### Stored rows
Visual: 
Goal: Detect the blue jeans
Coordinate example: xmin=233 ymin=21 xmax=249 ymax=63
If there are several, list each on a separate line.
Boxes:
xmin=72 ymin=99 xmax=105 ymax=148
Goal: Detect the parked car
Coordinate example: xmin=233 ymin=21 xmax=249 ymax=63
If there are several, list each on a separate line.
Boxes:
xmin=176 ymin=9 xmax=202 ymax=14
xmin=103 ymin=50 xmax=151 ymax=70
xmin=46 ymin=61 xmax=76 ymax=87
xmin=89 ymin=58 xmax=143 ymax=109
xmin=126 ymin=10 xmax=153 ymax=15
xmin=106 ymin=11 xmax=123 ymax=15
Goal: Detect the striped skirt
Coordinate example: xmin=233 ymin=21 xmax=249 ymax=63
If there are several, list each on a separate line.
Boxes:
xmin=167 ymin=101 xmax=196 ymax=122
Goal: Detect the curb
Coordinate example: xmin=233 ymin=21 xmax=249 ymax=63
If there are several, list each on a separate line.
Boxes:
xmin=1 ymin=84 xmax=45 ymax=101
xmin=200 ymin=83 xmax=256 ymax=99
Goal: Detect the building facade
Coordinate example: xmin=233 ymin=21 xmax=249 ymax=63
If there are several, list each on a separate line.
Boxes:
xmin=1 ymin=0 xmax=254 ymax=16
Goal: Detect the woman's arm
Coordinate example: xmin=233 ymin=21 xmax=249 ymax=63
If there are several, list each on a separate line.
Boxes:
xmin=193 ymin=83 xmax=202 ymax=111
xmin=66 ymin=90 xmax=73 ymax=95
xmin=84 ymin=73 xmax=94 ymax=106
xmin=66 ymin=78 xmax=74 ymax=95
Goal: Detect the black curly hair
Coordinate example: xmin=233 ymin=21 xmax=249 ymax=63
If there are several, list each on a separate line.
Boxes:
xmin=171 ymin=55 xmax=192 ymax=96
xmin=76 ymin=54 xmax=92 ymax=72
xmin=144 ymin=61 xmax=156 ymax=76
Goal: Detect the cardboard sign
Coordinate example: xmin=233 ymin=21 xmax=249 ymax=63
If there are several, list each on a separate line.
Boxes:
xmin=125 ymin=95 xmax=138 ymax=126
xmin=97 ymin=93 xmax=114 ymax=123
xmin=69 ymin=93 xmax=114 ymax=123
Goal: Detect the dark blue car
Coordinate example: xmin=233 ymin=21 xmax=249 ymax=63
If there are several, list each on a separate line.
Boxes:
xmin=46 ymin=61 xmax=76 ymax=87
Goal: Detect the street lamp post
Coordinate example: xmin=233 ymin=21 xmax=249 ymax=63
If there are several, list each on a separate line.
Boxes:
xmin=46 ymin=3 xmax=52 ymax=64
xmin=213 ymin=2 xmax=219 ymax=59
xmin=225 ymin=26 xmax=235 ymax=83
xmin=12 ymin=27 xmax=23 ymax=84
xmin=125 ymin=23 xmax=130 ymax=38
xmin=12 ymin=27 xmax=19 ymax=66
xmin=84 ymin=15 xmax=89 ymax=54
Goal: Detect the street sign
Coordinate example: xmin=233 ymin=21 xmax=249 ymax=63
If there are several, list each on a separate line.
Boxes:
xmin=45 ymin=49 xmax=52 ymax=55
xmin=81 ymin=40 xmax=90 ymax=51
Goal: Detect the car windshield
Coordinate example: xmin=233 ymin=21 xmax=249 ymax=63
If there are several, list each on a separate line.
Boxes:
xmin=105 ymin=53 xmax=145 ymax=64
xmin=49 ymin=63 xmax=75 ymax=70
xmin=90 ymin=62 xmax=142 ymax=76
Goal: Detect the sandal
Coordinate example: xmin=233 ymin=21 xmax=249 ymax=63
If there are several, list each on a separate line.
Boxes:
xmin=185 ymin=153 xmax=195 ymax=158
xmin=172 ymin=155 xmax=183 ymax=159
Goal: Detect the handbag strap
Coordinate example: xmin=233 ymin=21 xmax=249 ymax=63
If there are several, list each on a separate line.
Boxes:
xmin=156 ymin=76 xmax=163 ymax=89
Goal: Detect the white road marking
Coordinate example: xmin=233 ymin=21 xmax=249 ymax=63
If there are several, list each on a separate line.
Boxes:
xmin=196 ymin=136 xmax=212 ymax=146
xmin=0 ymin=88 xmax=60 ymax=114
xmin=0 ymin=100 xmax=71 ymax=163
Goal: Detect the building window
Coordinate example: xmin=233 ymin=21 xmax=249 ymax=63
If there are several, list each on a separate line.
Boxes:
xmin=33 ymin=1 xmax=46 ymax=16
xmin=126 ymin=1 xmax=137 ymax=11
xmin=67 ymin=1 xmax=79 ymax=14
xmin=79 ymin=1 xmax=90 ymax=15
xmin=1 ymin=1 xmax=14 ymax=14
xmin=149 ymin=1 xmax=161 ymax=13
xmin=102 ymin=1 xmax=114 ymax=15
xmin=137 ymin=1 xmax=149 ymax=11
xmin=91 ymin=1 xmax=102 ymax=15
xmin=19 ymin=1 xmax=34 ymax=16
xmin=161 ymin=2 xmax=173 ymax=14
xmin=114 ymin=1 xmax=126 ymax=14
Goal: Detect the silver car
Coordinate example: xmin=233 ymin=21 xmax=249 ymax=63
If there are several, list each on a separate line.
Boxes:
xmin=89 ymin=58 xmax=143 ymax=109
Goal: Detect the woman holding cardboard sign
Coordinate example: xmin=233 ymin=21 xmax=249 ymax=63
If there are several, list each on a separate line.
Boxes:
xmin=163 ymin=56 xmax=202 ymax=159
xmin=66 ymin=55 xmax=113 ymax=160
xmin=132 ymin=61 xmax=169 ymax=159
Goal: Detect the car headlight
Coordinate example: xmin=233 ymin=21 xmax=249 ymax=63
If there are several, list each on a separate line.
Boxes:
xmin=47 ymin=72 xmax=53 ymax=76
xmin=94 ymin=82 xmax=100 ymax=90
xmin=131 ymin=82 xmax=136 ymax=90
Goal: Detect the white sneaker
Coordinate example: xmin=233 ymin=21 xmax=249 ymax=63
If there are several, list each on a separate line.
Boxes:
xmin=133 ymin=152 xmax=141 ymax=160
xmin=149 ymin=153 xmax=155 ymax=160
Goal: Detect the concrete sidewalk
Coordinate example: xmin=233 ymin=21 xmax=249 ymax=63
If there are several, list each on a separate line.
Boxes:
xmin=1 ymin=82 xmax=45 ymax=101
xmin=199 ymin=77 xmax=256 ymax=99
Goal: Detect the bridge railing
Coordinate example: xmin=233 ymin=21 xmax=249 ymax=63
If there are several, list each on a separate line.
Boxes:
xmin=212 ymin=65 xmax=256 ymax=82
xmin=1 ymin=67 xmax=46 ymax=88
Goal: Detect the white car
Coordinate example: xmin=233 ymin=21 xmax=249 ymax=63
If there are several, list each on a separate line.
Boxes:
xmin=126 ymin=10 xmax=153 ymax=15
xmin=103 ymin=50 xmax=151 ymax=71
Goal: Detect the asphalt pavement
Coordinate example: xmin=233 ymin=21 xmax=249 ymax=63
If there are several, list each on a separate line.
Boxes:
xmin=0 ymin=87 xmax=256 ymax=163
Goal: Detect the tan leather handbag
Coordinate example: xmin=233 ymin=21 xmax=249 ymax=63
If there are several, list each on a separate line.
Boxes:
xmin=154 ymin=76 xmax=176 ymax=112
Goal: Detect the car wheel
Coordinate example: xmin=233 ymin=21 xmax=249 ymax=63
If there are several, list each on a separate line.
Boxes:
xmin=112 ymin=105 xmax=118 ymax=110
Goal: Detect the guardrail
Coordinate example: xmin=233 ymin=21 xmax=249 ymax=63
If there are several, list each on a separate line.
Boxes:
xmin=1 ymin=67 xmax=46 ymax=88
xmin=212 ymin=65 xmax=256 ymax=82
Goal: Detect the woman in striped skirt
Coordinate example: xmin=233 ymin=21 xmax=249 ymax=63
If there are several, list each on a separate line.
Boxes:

### Stated exercise
Rewrite the lines from the beginning of the rows through the line holding "xmin=72 ymin=99 xmax=105 ymax=148", inclusive, substituting "denim trousers" for "blue jeans" and leaving everything else unchanged.

### Result for this exercise
Visual: 
Goal: Detect the denim trousers
Coordinate example: xmin=233 ymin=21 xmax=249 ymax=63
If there are several, list each on a separate line.
Boxes:
xmin=72 ymin=99 xmax=105 ymax=148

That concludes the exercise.